◆ DATASET EXCERPTS:

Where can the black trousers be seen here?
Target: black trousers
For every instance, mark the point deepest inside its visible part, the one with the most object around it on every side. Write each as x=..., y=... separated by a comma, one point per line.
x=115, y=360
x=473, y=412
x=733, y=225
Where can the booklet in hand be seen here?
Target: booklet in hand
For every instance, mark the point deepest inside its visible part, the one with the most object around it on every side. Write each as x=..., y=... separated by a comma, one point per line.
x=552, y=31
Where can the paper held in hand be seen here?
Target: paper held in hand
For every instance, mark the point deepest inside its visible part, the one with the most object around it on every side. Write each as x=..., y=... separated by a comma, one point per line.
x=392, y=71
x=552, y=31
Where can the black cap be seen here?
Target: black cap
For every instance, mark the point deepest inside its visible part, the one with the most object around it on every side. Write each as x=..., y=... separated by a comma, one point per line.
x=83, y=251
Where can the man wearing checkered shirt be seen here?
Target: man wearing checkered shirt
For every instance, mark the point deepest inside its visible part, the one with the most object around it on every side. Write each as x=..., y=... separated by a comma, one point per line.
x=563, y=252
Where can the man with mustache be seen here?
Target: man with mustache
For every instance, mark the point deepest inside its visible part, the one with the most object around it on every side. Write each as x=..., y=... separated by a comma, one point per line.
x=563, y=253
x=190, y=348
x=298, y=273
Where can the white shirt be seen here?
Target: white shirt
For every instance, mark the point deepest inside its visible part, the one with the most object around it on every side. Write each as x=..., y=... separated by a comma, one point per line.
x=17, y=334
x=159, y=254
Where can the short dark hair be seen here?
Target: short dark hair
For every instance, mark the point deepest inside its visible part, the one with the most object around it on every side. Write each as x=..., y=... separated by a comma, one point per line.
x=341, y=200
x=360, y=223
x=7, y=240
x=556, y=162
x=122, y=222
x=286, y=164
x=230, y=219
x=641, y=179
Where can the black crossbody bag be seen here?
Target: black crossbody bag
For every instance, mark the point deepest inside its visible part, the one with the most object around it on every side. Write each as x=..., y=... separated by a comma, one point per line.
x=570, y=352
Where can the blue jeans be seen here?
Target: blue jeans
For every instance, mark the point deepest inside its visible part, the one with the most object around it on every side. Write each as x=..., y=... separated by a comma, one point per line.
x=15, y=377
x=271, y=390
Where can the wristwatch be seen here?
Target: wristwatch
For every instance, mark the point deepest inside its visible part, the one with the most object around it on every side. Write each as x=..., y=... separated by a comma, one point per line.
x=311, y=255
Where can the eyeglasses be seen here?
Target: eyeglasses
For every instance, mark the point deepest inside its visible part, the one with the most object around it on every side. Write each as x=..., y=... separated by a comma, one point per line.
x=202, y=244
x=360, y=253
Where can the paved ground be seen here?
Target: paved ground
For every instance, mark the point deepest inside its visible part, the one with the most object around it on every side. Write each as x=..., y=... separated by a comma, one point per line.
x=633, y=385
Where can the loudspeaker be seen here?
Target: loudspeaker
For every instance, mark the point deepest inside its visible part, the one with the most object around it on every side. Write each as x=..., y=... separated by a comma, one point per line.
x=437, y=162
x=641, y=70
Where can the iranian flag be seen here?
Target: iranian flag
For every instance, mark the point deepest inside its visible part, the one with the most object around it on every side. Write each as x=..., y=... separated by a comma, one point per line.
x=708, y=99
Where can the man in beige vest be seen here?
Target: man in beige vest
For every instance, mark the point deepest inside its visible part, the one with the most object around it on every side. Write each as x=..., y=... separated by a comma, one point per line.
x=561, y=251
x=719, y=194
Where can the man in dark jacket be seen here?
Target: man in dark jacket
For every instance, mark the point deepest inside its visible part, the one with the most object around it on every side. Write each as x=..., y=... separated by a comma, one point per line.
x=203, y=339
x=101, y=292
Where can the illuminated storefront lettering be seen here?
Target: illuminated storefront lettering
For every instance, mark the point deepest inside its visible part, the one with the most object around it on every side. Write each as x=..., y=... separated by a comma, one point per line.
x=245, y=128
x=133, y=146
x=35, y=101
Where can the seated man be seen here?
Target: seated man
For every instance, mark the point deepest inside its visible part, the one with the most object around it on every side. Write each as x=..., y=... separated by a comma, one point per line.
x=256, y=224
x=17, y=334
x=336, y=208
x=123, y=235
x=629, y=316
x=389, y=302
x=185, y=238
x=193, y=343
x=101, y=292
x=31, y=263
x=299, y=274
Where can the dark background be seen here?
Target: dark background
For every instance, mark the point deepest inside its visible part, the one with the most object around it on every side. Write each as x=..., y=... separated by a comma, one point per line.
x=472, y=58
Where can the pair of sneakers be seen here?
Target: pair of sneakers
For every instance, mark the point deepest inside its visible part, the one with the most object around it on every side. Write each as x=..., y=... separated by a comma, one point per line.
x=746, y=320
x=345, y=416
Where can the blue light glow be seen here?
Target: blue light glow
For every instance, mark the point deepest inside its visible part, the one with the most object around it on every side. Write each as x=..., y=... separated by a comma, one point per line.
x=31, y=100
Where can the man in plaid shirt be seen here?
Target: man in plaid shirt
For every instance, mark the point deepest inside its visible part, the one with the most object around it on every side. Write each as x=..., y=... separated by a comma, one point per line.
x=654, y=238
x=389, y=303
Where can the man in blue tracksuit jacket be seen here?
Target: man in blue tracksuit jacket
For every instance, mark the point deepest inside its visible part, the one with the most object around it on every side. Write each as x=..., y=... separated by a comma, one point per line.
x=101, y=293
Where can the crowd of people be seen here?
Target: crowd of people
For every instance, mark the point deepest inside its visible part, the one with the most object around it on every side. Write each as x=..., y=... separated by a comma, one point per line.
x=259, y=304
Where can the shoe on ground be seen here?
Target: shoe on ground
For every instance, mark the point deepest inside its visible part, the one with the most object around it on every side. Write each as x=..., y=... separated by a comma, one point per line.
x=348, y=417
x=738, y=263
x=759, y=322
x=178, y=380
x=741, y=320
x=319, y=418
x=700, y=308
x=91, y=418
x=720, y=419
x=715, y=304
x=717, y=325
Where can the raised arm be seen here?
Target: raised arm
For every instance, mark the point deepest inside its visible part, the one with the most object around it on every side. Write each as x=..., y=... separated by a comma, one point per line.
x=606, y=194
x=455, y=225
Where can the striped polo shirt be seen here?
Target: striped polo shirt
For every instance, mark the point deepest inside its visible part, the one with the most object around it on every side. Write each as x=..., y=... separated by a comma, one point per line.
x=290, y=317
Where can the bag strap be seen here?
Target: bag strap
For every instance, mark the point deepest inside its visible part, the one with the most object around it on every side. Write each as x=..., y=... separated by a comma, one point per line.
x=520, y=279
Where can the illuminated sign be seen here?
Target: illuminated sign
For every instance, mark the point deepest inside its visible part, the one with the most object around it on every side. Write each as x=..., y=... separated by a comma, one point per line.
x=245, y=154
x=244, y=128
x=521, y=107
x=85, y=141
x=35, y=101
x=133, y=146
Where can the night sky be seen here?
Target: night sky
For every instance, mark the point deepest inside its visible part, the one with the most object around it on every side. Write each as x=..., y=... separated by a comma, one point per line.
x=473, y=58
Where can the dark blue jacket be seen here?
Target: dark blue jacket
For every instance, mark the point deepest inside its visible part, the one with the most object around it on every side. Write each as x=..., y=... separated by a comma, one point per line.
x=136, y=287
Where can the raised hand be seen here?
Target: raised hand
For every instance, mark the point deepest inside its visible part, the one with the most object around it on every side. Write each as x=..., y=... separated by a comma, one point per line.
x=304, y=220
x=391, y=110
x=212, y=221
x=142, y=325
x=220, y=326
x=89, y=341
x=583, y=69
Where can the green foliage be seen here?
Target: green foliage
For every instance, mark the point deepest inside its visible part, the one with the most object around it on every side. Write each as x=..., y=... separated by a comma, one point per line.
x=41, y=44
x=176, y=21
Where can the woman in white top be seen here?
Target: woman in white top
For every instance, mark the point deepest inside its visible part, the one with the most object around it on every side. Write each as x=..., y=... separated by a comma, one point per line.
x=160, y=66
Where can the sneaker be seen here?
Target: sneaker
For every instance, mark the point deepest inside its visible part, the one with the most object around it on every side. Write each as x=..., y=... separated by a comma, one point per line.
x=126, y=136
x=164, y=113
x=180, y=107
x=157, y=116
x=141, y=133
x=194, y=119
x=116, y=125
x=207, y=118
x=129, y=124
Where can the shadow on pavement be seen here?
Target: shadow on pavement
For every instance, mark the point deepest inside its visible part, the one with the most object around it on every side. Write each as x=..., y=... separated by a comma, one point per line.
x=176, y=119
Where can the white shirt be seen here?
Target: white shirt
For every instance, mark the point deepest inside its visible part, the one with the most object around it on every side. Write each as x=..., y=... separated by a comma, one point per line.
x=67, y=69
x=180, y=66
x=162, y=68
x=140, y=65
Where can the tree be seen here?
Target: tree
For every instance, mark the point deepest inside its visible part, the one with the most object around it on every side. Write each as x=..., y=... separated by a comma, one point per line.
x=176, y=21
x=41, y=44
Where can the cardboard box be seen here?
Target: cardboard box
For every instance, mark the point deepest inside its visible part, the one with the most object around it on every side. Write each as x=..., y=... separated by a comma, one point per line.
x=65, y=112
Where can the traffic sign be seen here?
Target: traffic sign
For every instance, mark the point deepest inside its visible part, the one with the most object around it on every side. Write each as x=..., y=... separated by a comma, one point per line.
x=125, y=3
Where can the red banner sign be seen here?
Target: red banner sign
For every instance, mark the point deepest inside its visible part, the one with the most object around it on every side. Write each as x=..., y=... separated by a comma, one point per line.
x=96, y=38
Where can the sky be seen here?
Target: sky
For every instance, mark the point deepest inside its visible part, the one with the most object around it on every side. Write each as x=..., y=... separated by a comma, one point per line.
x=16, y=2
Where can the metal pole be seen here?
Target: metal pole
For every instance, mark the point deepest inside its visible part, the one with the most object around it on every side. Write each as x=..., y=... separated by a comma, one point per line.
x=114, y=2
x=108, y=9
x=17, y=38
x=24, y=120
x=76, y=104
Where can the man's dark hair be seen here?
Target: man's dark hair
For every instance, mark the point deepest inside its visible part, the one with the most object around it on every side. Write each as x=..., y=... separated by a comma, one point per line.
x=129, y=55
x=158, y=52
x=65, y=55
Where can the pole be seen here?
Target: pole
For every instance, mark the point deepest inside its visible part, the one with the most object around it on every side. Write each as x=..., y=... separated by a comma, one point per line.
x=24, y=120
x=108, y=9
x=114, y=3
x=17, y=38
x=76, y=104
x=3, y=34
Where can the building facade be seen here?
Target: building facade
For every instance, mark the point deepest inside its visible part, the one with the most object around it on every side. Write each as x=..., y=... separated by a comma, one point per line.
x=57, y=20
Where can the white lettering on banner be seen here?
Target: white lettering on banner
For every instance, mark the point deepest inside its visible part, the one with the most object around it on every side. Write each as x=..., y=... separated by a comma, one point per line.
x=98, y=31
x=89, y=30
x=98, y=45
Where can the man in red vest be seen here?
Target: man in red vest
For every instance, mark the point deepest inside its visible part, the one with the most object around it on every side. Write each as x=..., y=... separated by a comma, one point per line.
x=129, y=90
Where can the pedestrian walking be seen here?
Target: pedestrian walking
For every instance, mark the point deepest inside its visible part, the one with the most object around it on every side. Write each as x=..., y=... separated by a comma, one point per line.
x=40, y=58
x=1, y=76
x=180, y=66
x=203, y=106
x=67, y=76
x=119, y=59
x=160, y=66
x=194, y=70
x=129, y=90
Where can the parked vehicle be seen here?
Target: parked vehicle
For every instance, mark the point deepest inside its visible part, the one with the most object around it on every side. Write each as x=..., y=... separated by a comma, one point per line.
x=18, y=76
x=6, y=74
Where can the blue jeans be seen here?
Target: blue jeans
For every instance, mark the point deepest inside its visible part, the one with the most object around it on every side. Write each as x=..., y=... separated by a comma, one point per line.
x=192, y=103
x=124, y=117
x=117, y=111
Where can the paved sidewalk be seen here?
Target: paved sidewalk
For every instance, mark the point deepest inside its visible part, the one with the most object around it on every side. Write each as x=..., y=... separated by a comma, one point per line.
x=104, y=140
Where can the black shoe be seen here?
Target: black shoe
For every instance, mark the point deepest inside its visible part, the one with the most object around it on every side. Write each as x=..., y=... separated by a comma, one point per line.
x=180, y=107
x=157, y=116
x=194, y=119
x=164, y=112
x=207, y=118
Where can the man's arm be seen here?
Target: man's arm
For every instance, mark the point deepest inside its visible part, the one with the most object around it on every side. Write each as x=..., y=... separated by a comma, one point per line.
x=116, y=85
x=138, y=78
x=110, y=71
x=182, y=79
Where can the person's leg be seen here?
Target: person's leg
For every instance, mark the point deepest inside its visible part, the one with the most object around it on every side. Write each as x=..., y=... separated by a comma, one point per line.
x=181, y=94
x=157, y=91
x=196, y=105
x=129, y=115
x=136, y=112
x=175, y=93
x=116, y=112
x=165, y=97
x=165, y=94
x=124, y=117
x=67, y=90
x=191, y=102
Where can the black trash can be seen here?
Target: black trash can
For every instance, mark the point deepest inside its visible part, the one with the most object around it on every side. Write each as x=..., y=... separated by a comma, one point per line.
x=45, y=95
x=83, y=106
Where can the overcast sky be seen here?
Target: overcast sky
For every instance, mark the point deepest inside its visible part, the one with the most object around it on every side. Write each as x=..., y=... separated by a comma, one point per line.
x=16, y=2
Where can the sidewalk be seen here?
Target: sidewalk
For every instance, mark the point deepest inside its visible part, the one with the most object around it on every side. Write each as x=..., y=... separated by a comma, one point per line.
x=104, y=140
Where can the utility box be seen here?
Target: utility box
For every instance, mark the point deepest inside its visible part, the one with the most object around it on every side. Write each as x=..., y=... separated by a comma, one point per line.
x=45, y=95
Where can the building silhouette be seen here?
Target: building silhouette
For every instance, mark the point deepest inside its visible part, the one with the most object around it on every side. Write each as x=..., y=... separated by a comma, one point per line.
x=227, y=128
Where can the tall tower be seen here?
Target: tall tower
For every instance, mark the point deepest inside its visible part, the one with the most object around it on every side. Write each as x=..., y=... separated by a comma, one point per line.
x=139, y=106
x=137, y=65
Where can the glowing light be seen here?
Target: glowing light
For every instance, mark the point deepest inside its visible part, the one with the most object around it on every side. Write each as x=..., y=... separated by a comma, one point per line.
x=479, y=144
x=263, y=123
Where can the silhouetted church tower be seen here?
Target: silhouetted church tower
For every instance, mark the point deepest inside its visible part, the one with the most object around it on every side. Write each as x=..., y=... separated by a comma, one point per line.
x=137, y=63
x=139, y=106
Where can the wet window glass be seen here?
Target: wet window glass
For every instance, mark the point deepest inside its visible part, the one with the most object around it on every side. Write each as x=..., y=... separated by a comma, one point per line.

◆ SHORT EXERCISE: Echo the rows above line for line, from the line containing "Where can the black cap be seen here?" through the line containing "x=159, y=254", with both of those lines included.

◆ EXERCISE ANSWER:
Where can the black cap be seen here?
Target: black cap
For every instance, mark the point deepest inside its visible part, the one with the most object around it on every side. Write each as x=..., y=... separated by a comma, one point per line.
x=83, y=251
Where can the man wearing checkered shirt be seen here?
Target: man wearing checkered shirt
For every instance, mark the point deepest inside its visible part, the one with the most object around it on every side. Write each as x=..., y=... separated by a comma, one point per line.
x=563, y=252
Where can the man with mustache be seen here?
Target: man with mustache
For every instance, mark the point deepest inside its visible part, the one with the most object around it on every side. Write each as x=..., y=... separated by a comma, one point per line.
x=563, y=253
x=190, y=348
x=298, y=273
Where can the white shirt be seen here?
Target: white shirt
For every instance, mark the point deepest inside its visible part, the one with the most object around it on every side. Write each as x=..., y=... separated by a comma, one point per line.
x=17, y=334
x=159, y=254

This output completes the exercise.